> _PROVIDED ENTRIES_:
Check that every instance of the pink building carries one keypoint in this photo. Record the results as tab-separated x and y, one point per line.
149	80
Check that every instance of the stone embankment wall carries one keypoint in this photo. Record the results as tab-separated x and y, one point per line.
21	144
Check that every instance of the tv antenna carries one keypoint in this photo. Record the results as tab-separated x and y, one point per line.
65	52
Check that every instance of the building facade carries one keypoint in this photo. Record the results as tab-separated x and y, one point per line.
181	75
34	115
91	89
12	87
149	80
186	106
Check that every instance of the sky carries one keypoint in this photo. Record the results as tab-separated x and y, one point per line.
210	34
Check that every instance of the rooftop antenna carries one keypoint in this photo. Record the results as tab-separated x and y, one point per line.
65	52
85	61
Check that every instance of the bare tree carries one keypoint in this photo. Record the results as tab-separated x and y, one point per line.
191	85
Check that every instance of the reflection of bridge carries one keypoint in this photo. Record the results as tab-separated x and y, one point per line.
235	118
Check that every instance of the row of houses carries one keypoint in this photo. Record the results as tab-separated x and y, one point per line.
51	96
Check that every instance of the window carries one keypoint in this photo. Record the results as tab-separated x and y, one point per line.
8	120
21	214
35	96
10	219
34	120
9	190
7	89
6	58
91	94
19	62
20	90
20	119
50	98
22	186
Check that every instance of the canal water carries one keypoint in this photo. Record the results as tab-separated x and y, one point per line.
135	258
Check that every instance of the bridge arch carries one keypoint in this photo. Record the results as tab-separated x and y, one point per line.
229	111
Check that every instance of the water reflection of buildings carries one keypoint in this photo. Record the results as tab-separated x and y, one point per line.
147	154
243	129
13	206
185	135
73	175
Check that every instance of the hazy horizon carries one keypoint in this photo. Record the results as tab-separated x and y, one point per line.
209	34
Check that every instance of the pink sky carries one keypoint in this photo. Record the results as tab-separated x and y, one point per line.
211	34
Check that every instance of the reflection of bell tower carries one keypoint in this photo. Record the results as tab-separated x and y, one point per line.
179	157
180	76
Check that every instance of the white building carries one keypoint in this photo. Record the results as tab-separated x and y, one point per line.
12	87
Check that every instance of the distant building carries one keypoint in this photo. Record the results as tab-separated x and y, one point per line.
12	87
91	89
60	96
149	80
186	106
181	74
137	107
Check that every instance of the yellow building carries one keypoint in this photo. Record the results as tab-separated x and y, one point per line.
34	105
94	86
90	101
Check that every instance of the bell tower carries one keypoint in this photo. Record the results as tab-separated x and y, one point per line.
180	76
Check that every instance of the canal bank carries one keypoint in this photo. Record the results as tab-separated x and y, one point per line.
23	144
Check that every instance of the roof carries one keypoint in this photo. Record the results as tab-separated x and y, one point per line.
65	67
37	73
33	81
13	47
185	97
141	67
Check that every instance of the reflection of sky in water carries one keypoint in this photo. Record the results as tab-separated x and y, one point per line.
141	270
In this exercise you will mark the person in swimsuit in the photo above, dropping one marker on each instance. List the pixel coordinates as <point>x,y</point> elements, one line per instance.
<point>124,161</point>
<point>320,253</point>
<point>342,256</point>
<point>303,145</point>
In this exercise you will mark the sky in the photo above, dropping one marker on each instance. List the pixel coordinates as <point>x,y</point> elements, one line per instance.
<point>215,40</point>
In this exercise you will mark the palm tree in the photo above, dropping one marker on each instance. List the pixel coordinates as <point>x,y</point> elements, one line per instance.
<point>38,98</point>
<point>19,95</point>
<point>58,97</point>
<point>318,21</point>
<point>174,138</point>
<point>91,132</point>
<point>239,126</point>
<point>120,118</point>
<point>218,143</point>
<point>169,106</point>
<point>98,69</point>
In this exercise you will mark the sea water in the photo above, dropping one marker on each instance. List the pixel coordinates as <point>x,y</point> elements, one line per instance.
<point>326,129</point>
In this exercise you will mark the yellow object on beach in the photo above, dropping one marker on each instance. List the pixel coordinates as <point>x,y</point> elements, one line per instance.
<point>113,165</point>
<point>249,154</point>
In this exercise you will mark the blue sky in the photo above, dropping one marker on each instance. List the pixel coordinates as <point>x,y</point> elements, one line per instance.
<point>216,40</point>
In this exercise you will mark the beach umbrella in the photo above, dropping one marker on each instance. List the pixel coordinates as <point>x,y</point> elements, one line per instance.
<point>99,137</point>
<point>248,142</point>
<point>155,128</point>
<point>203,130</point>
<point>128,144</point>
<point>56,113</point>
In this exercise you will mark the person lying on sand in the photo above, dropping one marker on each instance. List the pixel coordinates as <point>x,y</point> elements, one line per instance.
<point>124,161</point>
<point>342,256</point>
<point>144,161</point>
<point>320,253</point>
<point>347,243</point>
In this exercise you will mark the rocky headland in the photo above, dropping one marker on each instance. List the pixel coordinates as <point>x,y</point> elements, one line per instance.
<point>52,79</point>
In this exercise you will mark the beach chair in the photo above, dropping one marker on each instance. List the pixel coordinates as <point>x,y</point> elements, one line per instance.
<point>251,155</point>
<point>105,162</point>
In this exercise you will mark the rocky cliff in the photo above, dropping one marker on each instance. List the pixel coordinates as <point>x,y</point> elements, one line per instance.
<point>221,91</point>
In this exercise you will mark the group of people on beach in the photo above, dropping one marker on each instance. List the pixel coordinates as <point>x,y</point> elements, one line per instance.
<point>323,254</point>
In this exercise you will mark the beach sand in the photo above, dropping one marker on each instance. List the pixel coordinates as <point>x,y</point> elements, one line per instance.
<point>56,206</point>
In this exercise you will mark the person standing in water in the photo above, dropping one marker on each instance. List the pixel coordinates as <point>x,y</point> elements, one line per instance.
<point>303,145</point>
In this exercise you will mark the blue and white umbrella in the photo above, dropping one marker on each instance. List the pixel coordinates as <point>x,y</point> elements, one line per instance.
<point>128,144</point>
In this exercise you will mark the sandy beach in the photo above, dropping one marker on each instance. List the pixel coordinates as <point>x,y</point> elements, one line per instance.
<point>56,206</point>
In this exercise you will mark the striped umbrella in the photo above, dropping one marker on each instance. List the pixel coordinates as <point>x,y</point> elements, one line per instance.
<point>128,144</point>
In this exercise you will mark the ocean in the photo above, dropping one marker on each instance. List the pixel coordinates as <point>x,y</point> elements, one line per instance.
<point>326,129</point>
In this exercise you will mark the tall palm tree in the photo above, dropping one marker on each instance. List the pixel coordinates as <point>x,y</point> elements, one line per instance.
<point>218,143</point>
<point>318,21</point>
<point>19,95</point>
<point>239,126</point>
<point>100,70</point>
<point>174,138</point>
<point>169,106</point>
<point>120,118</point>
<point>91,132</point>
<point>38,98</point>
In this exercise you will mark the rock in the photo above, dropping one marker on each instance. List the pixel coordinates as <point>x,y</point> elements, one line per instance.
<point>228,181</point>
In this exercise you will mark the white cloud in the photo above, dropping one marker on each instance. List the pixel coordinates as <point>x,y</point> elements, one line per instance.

> _EXERCISE PROMPT_:
Everything in the data should be copied exactly. Leave nothing out.

> _SOLUTION_:
Check that every instance of the pink building carries one keypoint in this photo. Record the results as tab-separated x and y, one point per line.
149	80
Check that every instance of the stone embankment wall carries one keypoint in this photo. Record the results as tab-separated x and y, one point per line.
21	144
Check that every instance of the tv antenna carries one keypoint in this photo. Record the results as tab-separated x and y, one point per line.
65	52
Check that every instance of the building facade carries one keypoint in this photo. Record the results as tab-separated x and y, one point per line.
181	75
34	115
91	89
12	87
149	80
186	106
Check that every instance of the sky carries one keypoint in this photo. Record the results as tab-separated x and y, one point per line.
210	34
Check that every instance of the rooftop antenna carries one keypoint in this photo. Record the results as tab-separated x and y, one point per line.
65	52
85	61
Check that every instance of the bare tree carries one keypoint in this photo. Record the results as tab-separated x and y, one point per line.
191	85
Check that every instance of the reflection of bridge carries one keypoint in this photo. Record the results as tab-separated x and y, one point per line.
235	118
Check that every instance of the row of houses carries one keypoint in this photo. Record the results as tab-separated x and y, one point per line.
51	96
Check that every instance of the window carries one keypoint in this photo. Record the results as tab-separated x and y, one point per line.
8	120
21	214
35	96
10	219
34	120
9	190
7	89
6	58
91	94
19	62
20	90
20	119
50	98
22	186
Check that every instance of the canal water carries one keypoint in this photo. Record the results as tab-separated x and y, one point per line.
135	258
Check that every instance of the bridge arch carries one keypoint in this photo. Record the results as tab-separated x and y, one point per line.
229	111
Check that every instance of the water reflection of buildings carries one keypoint in this photo. Record the results as tab-separated x and y, one point per line.
147	154
243	129
13	206
185	135
73	175
Check that every instance of the hazy horizon carries one keypoint in this photo. Record the results as tab-separated x and y, one point per line.
209	34
Check that every instance of the pink sky carries one keypoint in this photo. Record the results as tab-separated x and y, one point per line.
211	34
Check that every instance of the reflection of bell tower carries one keypoint in this photo. Record the results as tab-separated x and y, one point per line.
179	157
180	76
Check that every instance of the white building carries one keypoint in this photo. Record the results as tab-separated x and y, one point per line.
12	87
Check that every instance of the distant building carries one keypoint in this photo. Record the results as tab-separated x and y, one point per line.
12	87
91	89
60	96
149	80
186	106
181	74
137	107
Check that every instance of the yellow building carries one keypoint in this photo. Record the results as tab-separated x and y, one point per line.
34	105
94	86
90	101
Check that every instance of the bell tower carries one keypoint in this photo. Record the results as tab-separated x and y, one point per line.
180	76
Check that every instance of the canal bank carries one keypoint in this photo. Record the results as tab-separated x and y, one point per line.
23	144
Check that every instance of the roof carries one keypoint in this photo. Record the results as tab-separated x and y, one point per line.
65	67
37	73
33	81
13	47
185	97
141	67
Check that every instance of the reflection of sky in water carries one keypoint in this photo. Record the results as tab-separated x and y, one point per line.
141	270
In this exercise you will mark the person in swimsuit in the photo above, dropping one marker on each instance. List the pixel coordinates as <point>x,y</point> elements, one line per instance.
<point>124,161</point>
<point>320,253</point>
<point>342,256</point>
<point>303,145</point>
In this exercise you will mark the sky in the photo above, dropping one marker on each instance. List the pixel coordinates as <point>x,y</point> elements, one line per instance.
<point>215,40</point>
In this exercise you will mark the palm tree in the photo above, dropping one marker on each instance. List the pixel coordinates as <point>x,y</point> elements, one line per instance.
<point>38,98</point>
<point>19,95</point>
<point>58,97</point>
<point>318,21</point>
<point>174,138</point>
<point>91,132</point>
<point>239,126</point>
<point>120,118</point>
<point>218,143</point>
<point>169,106</point>
<point>98,69</point>
In this exercise you will mark the sea water in the photo above, dropping one marker on each instance. List the pixel coordinates as <point>x,y</point> elements, one line per instance.
<point>326,129</point>
In this exercise you will mark the yellow object on beach in the photo above, dropping one marker on each instance. List the pixel coordinates as <point>x,y</point> elements, one line per instance.
<point>113,165</point>
<point>249,154</point>
In this exercise you will mark the blue sky in the photo above, dropping one marker on each instance. List the pixel coordinates as <point>x,y</point> elements, one line per instance.
<point>216,40</point>
In this exercise you will mark the beach umbrella in the photo above, dropping one marker on each instance. List the pixel coordinates as <point>x,y</point> elements, one line per instance.
<point>99,137</point>
<point>248,142</point>
<point>155,128</point>
<point>203,130</point>
<point>128,144</point>
<point>56,113</point>
In this exercise you will mark the person lying on sand in the photo above, dropping one marker on each instance. List the pixel coordinates as <point>x,y</point> elements, one line per instance.
<point>124,161</point>
<point>342,256</point>
<point>144,161</point>
<point>320,253</point>
<point>347,243</point>
In this exercise you will mark the rocky headland in the photo above, dropping one marker on each instance. List the pixel coordinates as <point>x,y</point> elements, one line per instance.
<point>52,79</point>
In this exercise you will mark the beach chair in the photo above, dropping one marker on each instance. List the pixel coordinates as <point>x,y</point> elements, one line per instance.
<point>251,155</point>
<point>105,162</point>
In this exercise you will mark the rocky cliff in the photo above, dropping one marker on each instance. List the pixel coordinates as <point>x,y</point> elements, one line per instance.
<point>221,91</point>
In this exercise you will mark the group of people on beach in the photo above, dropping one marker on each instance. List the pixel coordinates as <point>x,y</point> elements, one line per instance.
<point>323,254</point>
In this exercise you will mark the beach sand in the photo above, dropping one marker on each instance. List the pixel coordinates as <point>x,y</point> elements, one line per instance.
<point>56,206</point>
In this exercise you will mark the person standing in water in the photo above, dropping one marker on each instance. List the pixel coordinates as <point>x,y</point> elements, one line per instance.
<point>303,145</point>
In this exercise you will mark the blue and white umbrella in the photo above, dropping one marker on each instance. List the pixel coordinates as <point>x,y</point> elements, one line per instance.
<point>128,144</point>
In this exercise you will mark the sandy beach in the photo above, dropping one marker on each instance. List the pixel coordinates as <point>x,y</point> elements, one line per instance.
<point>56,206</point>
In this exercise you will mark the striped umbrella in the photo above, dropping one marker on each instance. List the pixel coordinates as <point>x,y</point> elements, one line per instance.
<point>128,144</point>
In this exercise you will mark the ocean in the photo above, dropping one marker on each instance. List the pixel coordinates as <point>x,y</point> elements, one line per instance.
<point>326,129</point>
In this exercise you will mark the tall palm tree in the photo above, dropping one marker on each instance. List the pixel coordinates as <point>x,y</point> elements, one line per instance.
<point>218,143</point>
<point>318,21</point>
<point>19,95</point>
<point>239,126</point>
<point>100,70</point>
<point>174,138</point>
<point>169,106</point>
<point>120,118</point>
<point>91,132</point>
<point>38,98</point>
In this exercise you will mark the rock in the photo above, dropping one marker on each instance. List the pixel coordinates as <point>x,y</point> elements, one line per instance.
<point>228,181</point>
In this exercise you will mark the white cloud in the photo above, dropping one marker on each instance. List the pixel coordinates as <point>x,y</point> elements, one line per instance.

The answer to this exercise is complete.